- **What the exercise asks**: Transcribe the records below. Leave every word as it is.

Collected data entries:
========
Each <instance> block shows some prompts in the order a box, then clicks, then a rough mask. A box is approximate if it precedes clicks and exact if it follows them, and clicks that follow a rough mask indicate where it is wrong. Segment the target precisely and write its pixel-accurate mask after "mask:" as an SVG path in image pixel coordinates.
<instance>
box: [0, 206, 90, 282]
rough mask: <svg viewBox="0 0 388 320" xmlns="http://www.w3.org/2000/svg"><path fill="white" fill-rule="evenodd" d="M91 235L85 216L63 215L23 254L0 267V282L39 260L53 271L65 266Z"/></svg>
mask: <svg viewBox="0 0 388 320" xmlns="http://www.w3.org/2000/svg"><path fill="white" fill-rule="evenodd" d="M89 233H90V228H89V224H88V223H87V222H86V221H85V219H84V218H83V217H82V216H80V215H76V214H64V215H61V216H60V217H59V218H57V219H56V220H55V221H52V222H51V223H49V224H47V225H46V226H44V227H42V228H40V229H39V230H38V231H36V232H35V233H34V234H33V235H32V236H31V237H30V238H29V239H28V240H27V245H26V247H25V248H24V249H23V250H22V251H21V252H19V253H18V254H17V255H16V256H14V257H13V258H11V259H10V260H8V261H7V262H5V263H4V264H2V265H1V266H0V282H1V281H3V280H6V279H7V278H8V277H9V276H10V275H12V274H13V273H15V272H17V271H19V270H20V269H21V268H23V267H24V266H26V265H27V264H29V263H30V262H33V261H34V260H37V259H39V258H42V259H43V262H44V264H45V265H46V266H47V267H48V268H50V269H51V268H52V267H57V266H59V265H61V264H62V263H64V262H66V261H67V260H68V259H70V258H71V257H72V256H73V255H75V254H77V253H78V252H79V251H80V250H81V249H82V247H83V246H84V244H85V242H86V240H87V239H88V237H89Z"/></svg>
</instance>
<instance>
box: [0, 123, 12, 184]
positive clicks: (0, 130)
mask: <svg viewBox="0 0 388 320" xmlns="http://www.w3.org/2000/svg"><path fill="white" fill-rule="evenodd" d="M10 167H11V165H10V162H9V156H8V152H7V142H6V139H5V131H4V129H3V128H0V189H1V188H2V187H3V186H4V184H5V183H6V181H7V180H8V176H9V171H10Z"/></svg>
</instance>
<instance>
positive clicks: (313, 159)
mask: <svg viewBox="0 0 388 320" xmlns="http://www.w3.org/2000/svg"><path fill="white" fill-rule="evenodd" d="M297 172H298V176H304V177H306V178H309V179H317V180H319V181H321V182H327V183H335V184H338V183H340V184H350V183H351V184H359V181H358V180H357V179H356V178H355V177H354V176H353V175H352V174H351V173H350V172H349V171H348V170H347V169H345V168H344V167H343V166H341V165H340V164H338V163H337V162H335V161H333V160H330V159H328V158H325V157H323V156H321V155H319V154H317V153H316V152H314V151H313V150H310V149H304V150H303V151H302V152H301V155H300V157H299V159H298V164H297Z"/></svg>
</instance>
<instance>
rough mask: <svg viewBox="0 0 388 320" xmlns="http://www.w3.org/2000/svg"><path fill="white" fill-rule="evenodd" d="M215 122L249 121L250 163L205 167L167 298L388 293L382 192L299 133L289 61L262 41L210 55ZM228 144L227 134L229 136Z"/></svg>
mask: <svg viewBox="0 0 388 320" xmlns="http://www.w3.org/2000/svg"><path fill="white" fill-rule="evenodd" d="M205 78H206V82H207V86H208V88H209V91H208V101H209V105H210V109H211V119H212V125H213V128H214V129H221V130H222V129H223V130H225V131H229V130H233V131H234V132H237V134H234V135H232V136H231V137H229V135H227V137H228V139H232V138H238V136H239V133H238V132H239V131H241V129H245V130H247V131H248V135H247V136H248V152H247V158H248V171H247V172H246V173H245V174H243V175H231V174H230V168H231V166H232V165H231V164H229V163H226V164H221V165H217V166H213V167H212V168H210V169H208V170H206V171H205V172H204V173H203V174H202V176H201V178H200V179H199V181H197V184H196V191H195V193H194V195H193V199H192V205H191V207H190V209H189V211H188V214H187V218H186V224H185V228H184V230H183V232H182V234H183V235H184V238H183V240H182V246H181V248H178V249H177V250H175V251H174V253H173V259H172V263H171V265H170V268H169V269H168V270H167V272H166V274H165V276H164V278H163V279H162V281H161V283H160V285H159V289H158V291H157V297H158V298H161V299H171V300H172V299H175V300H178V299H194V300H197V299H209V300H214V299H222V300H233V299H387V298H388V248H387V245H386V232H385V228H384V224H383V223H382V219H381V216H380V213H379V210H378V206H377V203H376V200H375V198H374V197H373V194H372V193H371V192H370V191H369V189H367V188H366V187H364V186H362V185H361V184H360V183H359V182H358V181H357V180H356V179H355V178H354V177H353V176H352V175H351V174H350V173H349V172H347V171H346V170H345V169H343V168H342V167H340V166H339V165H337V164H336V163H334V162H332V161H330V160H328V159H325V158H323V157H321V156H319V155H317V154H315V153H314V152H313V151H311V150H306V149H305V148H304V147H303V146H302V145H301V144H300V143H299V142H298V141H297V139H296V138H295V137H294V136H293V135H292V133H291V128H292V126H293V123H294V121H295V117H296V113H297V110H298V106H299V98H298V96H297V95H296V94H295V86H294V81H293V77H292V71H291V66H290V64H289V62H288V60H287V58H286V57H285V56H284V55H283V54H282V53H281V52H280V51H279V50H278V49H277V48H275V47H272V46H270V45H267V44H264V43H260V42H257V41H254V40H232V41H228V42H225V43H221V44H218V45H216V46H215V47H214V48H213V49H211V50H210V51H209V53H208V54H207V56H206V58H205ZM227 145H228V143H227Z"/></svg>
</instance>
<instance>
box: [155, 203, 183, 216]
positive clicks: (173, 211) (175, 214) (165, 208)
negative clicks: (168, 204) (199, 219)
========
- **Output for this exercise**:
Each <instance> block shows some prompts in the order a box, then clicks, then a rough mask. A box is approximate if it precedes clicks and exact if it follows them, and clicks that follow a rough mask indicate where it is wrong. Segment the target precisely and write its pixel-accurate mask after "mask:" as an SVG path in image pixel coordinates.
<instance>
box: [0, 206, 90, 282]
rough mask: <svg viewBox="0 0 388 320" xmlns="http://www.w3.org/2000/svg"><path fill="white" fill-rule="evenodd" d="M91 235L85 216L63 215L23 254L0 267V282L39 260L53 271L65 266Z"/></svg>
mask: <svg viewBox="0 0 388 320" xmlns="http://www.w3.org/2000/svg"><path fill="white" fill-rule="evenodd" d="M89 233H90V228H89V224H88V223H87V222H86V221H85V219H84V218H83V217H82V216H80V215H76V214H64V215H61V216H60V217H59V218H57V219H56V220H55V221H52V222H51V223H49V224H47V225H46V226H44V227H42V228H40V229H39V230H38V231H36V232H35V233H34V234H33V235H32V236H31V237H30V238H29V239H28V240H27V245H26V247H25V248H24V249H23V250H22V251H21V252H19V253H18V254H17V255H16V256H14V257H13V258H11V259H10V260H8V261H7V262H5V263H4V264H2V265H1V266H0V282H1V281H3V280H6V279H7V278H8V277H9V276H10V275H12V274H13V273H15V272H17V271H19V270H20V269H21V268H23V267H24V266H26V265H27V264H29V263H30V262H33V261H34V260H37V259H39V258H42V259H43V262H44V264H45V265H46V266H47V267H48V268H50V269H51V268H52V267H57V266H59V265H61V264H62V263H64V262H66V261H67V260H68V259H70V258H71V257H72V256H73V255H75V254H77V253H78V252H79V251H80V250H81V249H82V247H83V246H84V244H85V242H86V240H87V239H88V237H89Z"/></svg>
</instance>
<instance>
box: [0, 123, 12, 184]
positive clicks: (0, 130)
mask: <svg viewBox="0 0 388 320" xmlns="http://www.w3.org/2000/svg"><path fill="white" fill-rule="evenodd" d="M10 167H11V165H10V162H9V156H8V152H7V142H6V139H5V131H4V129H3V128H0V189H1V188H2V187H3V186H4V184H5V183H6V181H7V180H8V176H9V171H10Z"/></svg>
</instance>
<instance>
positive clicks: (313, 159)
mask: <svg viewBox="0 0 388 320" xmlns="http://www.w3.org/2000/svg"><path fill="white" fill-rule="evenodd" d="M297 172H298V176H304V177H306V178H309V179H317V180H319V181H321V182H327V183H335V184H338V183H340V184H350V183H351V184H359V181H358V180H357V179H356V178H355V177H354V176H353V175H352V174H351V173H350V172H349V171H348V170H347V169H345V168H344V167H343V166H341V165H340V164H338V163H337V162H335V161H333V160H330V159H328V158H325V157H323V156H321V155H319V154H317V153H316V152H314V151H313V150H310V149H304V150H303V151H302V152H301V155H300V157H299V159H298V164H297Z"/></svg>
</instance>
<instance>
rough mask: <svg viewBox="0 0 388 320" xmlns="http://www.w3.org/2000/svg"><path fill="white" fill-rule="evenodd" d="M215 122L249 121L250 163L205 167L167 298L388 293L382 192L299 133L289 61L262 41L210 55ZM228 144L227 134L229 136Z"/></svg>
mask: <svg viewBox="0 0 388 320" xmlns="http://www.w3.org/2000/svg"><path fill="white" fill-rule="evenodd" d="M205 78H206V82H207V86H208V88H209V91H208V101H209V105H210V109H211V119H212V125H213V128H214V129H221V130H222V129H223V130H225V131H229V130H233V131H234V132H237V134H234V135H232V136H231V137H229V135H227V137H228V139H232V138H238V136H239V133H238V132H239V131H241V129H245V130H247V131H248V135H247V136H248V152H247V158H248V171H247V172H246V173H245V174H243V175H231V174H230V168H231V166H232V165H231V164H229V163H226V164H221V165H217V166H213V167H212V168H210V169H208V170H206V171H205V172H204V173H203V174H202V176H201V178H200V179H199V181H197V184H196V191H195V193H194V195H193V199H192V205H191V207H190V209H189V211H188V214H187V218H186V224H185V228H184V230H183V232H182V234H183V235H184V238H183V240H182V246H181V248H178V249H177V250H175V251H174V253H173V259H172V263H171V265H170V268H169V269H168V270H167V272H166V274H165V276H164V278H163V279H162V281H161V283H160V285H159V289H158V291H157V297H158V298H161V299H171V300H172V299H175V300H178V299H194V300H197V299H209V300H214V299H222V300H233V299H387V298H388V248H387V245H386V232H385V228H384V224H383V223H382V219H381V216H380V213H379V210H378V206H377V203H376V200H375V198H374V197H373V194H372V193H371V192H370V191H369V189H367V188H366V187H364V186H362V185H361V184H360V183H359V182H358V181H357V180H356V179H355V178H354V177H353V176H352V175H351V174H350V173H349V172H347V171H346V170H345V169H343V168H342V167H340V166H339V165H337V164H336V163H334V162H332V161H330V160H328V159H325V158H323V157H321V156H319V155H317V154H315V153H314V152H313V151H311V150H306V149H305V148H304V147H303V146H302V145H301V144H300V143H299V142H298V141H297V139H296V138H295V137H294V136H293V135H292V133H291V128H292V126H293V123H294V121H295V117H296V113H297V110H298V106H299V98H298V96H297V95H296V94H295V86H294V81H293V77H292V71H291V66H290V64H289V62H288V60H287V58H286V57H285V56H284V55H283V54H282V53H281V52H280V51H279V50H278V49H277V48H275V47H272V46H270V45H267V44H264V43H260V42H257V41H254V40H232V41H228V42H225V43H221V44H218V45H216V46H215V47H214V48H213V49H211V50H210V51H209V53H208V54H207V56H206V58H205ZM227 145H228V143H227Z"/></svg>
</instance>
<instance>
box: [155, 203, 183, 216]
positive clicks: (173, 211) (175, 214) (165, 208)
negative clicks: (168, 204) (199, 219)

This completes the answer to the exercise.